Today, the oracle has been replaced by the algorithm. As McKenzie Wark explains, feeds, data, and predictions function as a modern oracle that promises a calculated collective destiny, erasing uncertainty and mystery. Against this illusion of inevitability, Quentin Meillassoux’s speculative philosophy proposes the notion of the “absolute contingency”, nothing guarantees that tomorrow will simply extend the present; reality may turn radically different, open to the unforeseen.
Between the Greek oracle that speaks in enigmas, the algorithm that imposes a statistical fate, and the philosophical speculation that opens up contingency, stands the 36th Ljubljana Biennial of Graphic Arts, reclaiming the power of the riddle and the freedom of interpretation. In contrast to today’s culture of transparency and prediction, this biennial revives the oracle as a fertile ground for ambiguity, a place to imagine, speculate, and wield fantasy as a form of dissent.
Curated by Chus Martínez, this edition entitled The Oracle: On Fantasy and Freedom unfolds as an oracular promenade across five venues —four in Tivoli Park and one in the historic city center— and it is opened until October 12. Following Martínez proposal, the journey begins at Moderna Galerija (MG+), by attending to what truly matters, Palestine, whose contemporary reality demands our full attention. Here we encounter the work of Jerusalem-born Noor Abed. In A Night We Held Between (2024), Abed transforms the traditional Palestinian dance into a solitary act of defiance. A woman dances with a stick, as a replacement of the sword and the collective struggle, symbolizing autonomy and resistance against oppression. Her choreographic drawings trace the movements of the stick, connecting body, territory, and colonized memory, mapping an aesthetic and political form of resistance. The work invites us to reflect on the space between ritual and action, where dance becomes an exercise of freedom and the land itself partakes in resistance.

> _Work to complete_:
• A. According to the passage on the Ljubljana Biennial, who curated its 36th edition?
• B. Arrange the listing below as a numbered list, starting at its first line and ending at the line containing "left=641, top=82, right=843, bottom=675". Omit blank lines and leave the pictures out.

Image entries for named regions
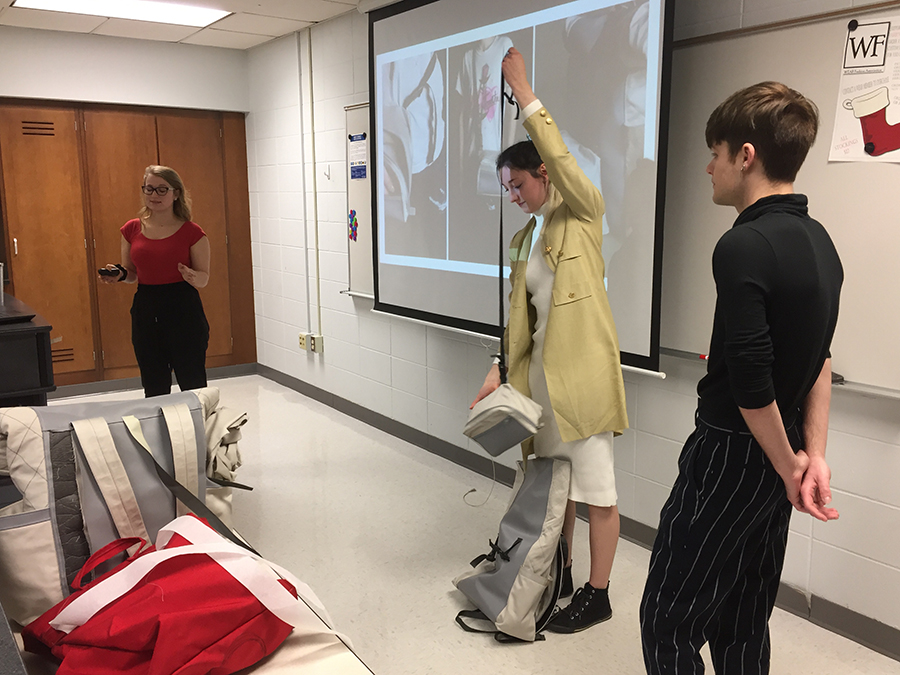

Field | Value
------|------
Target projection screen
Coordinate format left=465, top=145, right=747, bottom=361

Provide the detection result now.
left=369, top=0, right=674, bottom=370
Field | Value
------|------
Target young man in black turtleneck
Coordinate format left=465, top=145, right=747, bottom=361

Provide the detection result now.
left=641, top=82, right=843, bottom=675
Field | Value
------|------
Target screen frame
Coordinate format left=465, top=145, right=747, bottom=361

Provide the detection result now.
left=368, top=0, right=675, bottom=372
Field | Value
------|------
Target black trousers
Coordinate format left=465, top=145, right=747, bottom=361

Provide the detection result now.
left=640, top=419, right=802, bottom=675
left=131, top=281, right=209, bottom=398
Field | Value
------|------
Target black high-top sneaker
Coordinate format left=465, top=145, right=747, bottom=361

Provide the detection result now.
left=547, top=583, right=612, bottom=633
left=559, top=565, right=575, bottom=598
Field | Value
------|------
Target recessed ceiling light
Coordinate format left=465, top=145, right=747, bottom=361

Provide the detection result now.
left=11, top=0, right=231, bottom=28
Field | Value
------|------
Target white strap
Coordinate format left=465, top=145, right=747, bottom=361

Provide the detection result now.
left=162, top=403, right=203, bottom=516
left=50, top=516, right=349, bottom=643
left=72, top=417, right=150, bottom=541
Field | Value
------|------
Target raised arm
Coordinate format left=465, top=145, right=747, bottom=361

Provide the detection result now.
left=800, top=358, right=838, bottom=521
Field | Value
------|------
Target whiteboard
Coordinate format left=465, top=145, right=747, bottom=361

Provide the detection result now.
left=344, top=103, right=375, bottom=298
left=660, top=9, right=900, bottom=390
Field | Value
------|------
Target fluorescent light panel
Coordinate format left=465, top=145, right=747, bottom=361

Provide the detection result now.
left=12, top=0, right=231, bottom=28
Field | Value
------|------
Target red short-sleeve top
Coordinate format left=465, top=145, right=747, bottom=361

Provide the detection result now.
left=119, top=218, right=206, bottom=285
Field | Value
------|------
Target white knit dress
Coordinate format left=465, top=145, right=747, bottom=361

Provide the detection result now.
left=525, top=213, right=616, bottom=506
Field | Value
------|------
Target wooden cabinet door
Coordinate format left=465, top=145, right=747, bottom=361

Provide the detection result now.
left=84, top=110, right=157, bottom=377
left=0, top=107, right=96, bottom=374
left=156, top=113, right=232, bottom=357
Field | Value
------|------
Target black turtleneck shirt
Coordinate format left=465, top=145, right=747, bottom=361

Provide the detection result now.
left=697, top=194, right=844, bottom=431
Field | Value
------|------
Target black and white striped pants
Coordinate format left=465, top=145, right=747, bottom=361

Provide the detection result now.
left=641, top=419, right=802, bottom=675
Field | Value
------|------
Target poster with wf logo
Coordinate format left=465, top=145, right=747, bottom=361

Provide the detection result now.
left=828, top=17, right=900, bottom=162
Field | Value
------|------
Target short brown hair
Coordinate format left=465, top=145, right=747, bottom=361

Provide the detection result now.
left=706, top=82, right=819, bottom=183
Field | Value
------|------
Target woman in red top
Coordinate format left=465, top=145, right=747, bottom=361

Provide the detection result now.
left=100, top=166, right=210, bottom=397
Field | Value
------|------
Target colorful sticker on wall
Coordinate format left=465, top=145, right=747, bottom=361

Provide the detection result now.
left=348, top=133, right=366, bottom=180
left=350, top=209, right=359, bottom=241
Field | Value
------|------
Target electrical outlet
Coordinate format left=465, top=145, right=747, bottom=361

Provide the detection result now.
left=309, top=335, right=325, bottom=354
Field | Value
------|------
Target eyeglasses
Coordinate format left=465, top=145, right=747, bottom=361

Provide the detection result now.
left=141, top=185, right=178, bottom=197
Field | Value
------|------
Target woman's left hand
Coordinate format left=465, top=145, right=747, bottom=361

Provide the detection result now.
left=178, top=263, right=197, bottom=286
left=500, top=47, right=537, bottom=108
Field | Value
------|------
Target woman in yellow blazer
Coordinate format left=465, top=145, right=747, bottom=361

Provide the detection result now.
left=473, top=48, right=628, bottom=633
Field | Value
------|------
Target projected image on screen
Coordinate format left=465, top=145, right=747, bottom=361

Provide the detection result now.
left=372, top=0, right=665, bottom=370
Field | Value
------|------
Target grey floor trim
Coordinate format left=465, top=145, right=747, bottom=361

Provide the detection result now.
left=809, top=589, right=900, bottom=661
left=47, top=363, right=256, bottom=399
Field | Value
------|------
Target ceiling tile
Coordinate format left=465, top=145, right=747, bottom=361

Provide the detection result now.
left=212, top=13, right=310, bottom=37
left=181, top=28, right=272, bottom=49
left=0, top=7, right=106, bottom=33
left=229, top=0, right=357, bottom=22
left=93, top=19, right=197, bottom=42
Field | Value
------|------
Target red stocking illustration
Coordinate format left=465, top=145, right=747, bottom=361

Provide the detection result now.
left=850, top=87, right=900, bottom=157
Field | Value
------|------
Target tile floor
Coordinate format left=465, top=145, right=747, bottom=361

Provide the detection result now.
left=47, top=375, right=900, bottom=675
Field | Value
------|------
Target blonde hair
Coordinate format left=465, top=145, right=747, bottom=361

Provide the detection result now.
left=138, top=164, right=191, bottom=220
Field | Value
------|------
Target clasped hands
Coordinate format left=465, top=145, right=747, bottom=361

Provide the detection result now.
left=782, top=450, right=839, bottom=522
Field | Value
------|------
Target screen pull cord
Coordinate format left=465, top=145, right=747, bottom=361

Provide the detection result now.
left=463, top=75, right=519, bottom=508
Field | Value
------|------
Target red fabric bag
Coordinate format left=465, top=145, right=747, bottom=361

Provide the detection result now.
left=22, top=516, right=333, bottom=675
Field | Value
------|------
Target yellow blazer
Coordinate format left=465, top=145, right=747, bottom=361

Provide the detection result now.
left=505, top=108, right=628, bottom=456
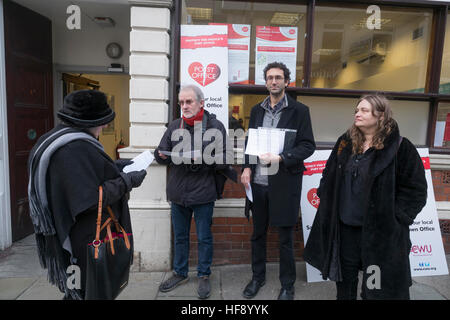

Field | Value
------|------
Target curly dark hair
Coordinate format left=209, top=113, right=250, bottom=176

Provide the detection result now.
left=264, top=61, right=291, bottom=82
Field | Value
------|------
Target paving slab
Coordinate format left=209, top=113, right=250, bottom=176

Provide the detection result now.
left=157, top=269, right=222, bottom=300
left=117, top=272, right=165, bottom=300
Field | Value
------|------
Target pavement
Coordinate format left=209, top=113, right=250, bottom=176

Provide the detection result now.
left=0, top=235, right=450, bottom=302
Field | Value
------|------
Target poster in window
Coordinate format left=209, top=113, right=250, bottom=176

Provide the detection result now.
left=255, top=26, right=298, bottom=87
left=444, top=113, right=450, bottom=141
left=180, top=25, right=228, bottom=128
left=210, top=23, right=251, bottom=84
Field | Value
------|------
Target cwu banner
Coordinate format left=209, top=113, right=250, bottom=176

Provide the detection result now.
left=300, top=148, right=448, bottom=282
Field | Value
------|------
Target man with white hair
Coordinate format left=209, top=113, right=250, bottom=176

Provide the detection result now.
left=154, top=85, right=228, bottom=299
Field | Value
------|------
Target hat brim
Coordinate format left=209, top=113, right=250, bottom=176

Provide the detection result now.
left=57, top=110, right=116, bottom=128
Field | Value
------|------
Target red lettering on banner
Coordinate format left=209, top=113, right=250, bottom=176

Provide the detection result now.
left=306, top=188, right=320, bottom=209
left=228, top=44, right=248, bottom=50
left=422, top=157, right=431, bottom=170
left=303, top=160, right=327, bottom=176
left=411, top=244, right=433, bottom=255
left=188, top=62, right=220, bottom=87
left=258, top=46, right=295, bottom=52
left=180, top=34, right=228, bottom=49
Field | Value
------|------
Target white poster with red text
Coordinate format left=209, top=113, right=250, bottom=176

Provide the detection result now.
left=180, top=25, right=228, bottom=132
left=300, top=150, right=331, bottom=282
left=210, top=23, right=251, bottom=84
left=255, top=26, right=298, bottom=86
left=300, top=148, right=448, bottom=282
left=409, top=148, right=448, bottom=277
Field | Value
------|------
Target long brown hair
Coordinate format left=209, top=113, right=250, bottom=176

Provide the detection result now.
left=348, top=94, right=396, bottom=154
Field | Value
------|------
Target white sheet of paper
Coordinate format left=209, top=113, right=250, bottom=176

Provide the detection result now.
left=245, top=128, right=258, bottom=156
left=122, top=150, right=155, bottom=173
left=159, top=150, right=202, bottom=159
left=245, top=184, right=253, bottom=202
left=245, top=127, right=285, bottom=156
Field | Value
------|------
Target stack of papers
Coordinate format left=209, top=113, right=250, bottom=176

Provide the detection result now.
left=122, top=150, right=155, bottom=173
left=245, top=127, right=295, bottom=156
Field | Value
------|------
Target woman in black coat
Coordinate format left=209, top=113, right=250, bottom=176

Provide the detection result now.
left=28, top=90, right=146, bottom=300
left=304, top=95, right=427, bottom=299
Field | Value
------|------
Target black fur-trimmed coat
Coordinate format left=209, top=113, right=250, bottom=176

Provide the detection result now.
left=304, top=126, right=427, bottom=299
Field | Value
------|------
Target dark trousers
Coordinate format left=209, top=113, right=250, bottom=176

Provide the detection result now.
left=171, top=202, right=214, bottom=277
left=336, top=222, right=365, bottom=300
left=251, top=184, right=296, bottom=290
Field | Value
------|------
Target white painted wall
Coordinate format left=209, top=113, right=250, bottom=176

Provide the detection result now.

> _Solution set_:
• A. Chus Martínez

• B.
1. Field | Value
2. ------|------
3. Target projection screen
4. Coordinate format left=465, top=145, right=747, bottom=361
5. Provide the detection result now.
6. left=369, top=0, right=674, bottom=370
7. Field | Value
8. ------|------
9. Target young man in black turtleneck
10. Coordinate format left=465, top=145, right=747, bottom=361
11. Provide the detection result now.
12. left=641, top=82, right=843, bottom=675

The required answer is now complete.